====== Extracted entries ======

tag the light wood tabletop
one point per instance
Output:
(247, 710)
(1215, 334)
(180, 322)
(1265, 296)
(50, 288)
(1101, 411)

======

• _Aim of the exercise_
Copy the listing word for word.

• _Task response_
tag the light wood tabletop
one point per instance
Output:
(247, 710)
(1215, 334)
(180, 322)
(1265, 296)
(50, 288)
(1101, 411)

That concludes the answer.